Reading passage
++++++++++++++++++++

Calcitonin gene-related peptide in the hepatic and splanchnic vascular systems of the rat

Abstract

The distribution and origin of calcitonin gene-related peptide immunoreactive structures in hepatic and splanchnic vasculature of the rat were investigated by the immunofluorescent technique. Calcitonin gene-related peptide immunoreactive fibers were dissociated from compact thick calcitonin gene-related peptide immunoreactive fiber bundles located around the hepatic and splanchnic vasculature, and reached the tunica adventitia of the vasculature. Some fibers penetrated further into the tunica media of the vasculature. In the tunica adventitia of the vasculature, calcitonin generelated peptide immunoreactive fibers formed a fine meshwork which could be traced to the branches and arterioles. In the liver, calcitonin gene-related peptide immunoreactive innervation extended from porta hepatis to portal triads, running with branches of the hepatic artery and portal vein. Some calcitonin generelated peptide immunoreactive fibers separated from thinner calcitonin gene-related peptide immunoreactive fiber bundles in portal triads and coursed into the immediately adjacent parenchyma. In the doral spinal ganglia (T_8-10, L₁), calcitonin gene-related peptide immunoreactive cells accounted for about 60% of the total number of ganglion cells. Bilateral vagotomy just below the diaphragm or bilateral transection of the greater splanchnic nerve resulted in a marked decrease of the number of calcitonin gene-related peptide immunoreactive fibers in the vasculature, whereas a combined operation was followed by the complete depletion of calcitonin gene-related peptide immunoreactive fibers. These results indicate that calcitonin gene-related peptide immunoreactive innervation in hepatic and splanchnic vasculature may have a dual origin. In conclusion, the widespread distribution of calcitonin gene-related peptide immunoreactive fibers in the hepatic and splanchnic vasculature suggest that calcitonin gene-related peptide innervation may be involved in sensory transmission.

++++++++++++++++++++

Problems to work on
1) How would you translate this sentence from the abstract on calcitonin gene-related peptide into Spanish: "Some fibers penetrated further into the tunica media of the vasculature."
2) According to the abstract on calcitonin gene-related peptide, what followed the combined operation?
The records come from a separate source.

++++++++++++++++++++

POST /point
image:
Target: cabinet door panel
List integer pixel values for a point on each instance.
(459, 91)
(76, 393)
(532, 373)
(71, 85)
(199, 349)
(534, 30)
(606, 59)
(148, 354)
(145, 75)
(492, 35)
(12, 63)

++++++++++++++++++++

Answer set
1) Algunas fibras penetraron más profundamente en la túnica media de la vasculatura.

2) The combined operation was followed by the complete depletion of calcitonin gene-related peptide immunoreactive fibers.